The Union Behind the Biggest Campaign Against Walmart in History May Be Throwing in the Towel. Why?

David MobergIn the pre-dawn chill of Black Friday 2012, a half-dozen yellow school buses pulled up at a South Side Chicago Walmart store, disgorging a small group of striking Walmart workers and nearly 250 supporters.

Along with strikers and allies in 100 other cities around the country, they had come out that day under the aegis of the year-old Organization United for Respect at Walmart (OUR Walmart), created to give Walmart workers a vehicle to protest their mistreatment—including low wages, skimpy benefits, erratic scheduling and aggressive management suppression of employees’ voices at work.

“Somewhere, somehow, down the line, it’s going to make a big difference,” said Tyrone Parker, a striking night-shift stocker, at that first Black Friday action.

“If you weren’t excited after some of those Black Fridays, you were dead,” says formerUnited Food and Commercial Workers (UFCW) President Joseph Hansen, who started OUR Walmart and the labor-community coalition Making Change at Walmart in 2005. “It was going to be a long haul, but I thought we had no choice.”

After Hansen’s retirement last fall, the union’s 55-member executive board elected Secretary-Treasurer Anthony “Marc” Perrone as the next president. Leading up to the vote, Perrone had questioned the amount of money that had been devoted to the Walmart campaign without gaining any new members for the union, whose membership has declined in recent years. Several sources close to the campaign, not named because they are not authorized to release financial information, estimate that the overall cost had been about $7 million to $8 million a year.

In April, four months into Perrone’s tenure, the Washington Post reported rumors of potential cutbacks to OUR Walmart. In These Times’s sources say the union plans to cut the campaign’s budget by as much as 65 percent.

→ DATA SHOWN
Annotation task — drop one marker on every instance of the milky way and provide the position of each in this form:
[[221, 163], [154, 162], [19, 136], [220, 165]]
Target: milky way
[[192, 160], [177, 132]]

→ STATED EXERCISE
Write the next few paragraphs of the article about the union's campaign against Walmart, picking up after its final sentence.

→ ANSWER TO THIS EXERCISE
Sources close to the new leadership say no cuts are planned, only realignments, such as spending more money on advertising and public relations campaigns to highlight Walmart’s faults. At the same time, UFCW will try to parlay the Walmart efforts into “a broader retail campaign,” according to new Executive Vice President Stuart Appelbaum, regarded as an ally of Perrone. This probably will encourage more organizing at other retailers to win contracts and dues-paying members.

As Buzzfeed reported in June, the union also removed two directors of the Walmart effort, Dan Schlademan and Andrea Dehlendorf, in May. Meanwhile, the board of OUR Walmart—five worker-members and the two directors—has sought and received new funding from two progressive donors, according to the director of a funders’ group to which both belong.

Most key labor leaders, whatever their view of OUR Walmart, are unwilling to talk very much, because they hope to continue to work with UFCW on the Walmart campaigns, if possible.

Although OUR Walmart and the Fight for 15 (the Service Employees International Union-backed fast-food workers’ campaign, which has targeted McDonald’s) have been expensive for the unions, they’ve stoked worker and public fervor against two of the mightiest global corporations.

“The union’s biggest accomplishment is the development of OUR Walmart,” says an ally in the campaign who feels that new spirit may be lost in the reshuffling.

How big is too big?

The UFCW largely ignored Walmart when it was a small-town, Southern five-and-dime chain. But as Walmart moved north and west and into groceries, the union had to challenge the mega-retailer to protect its contracts. A massive array of strategies has been tested, with little success: organizing department by department (when butchers at a Texas store voted for the union, Walmart eliminated all its butchers); organizing in Quebec, where laws favor unions (Walmart closed the store); organizing in strong union towns, like Las Vegas (several campaigns failed after supervisors intimidated a majority of workers out of unionizing).

UFCW has also tried educating the public about the high costs of Walmart’s low prices. In 2005, both SEIU and UFCW began publicity campaigns about the corporation’s misbehavior (called, respectively, Walmart Watch and Wake Up, Walmart). Walmart Watch revealed a 2005 internal company memo on how Walmart might cut its already low pay and benefits without incurring bad publicity by increasing the number of part-time workers. Such well-aimed, sharp darts wounded the company’s reputation and may have been a factor in declining profits, although customers have also faulted Walmart for badly stocked, disorganized stores, unattractive produce and poor service.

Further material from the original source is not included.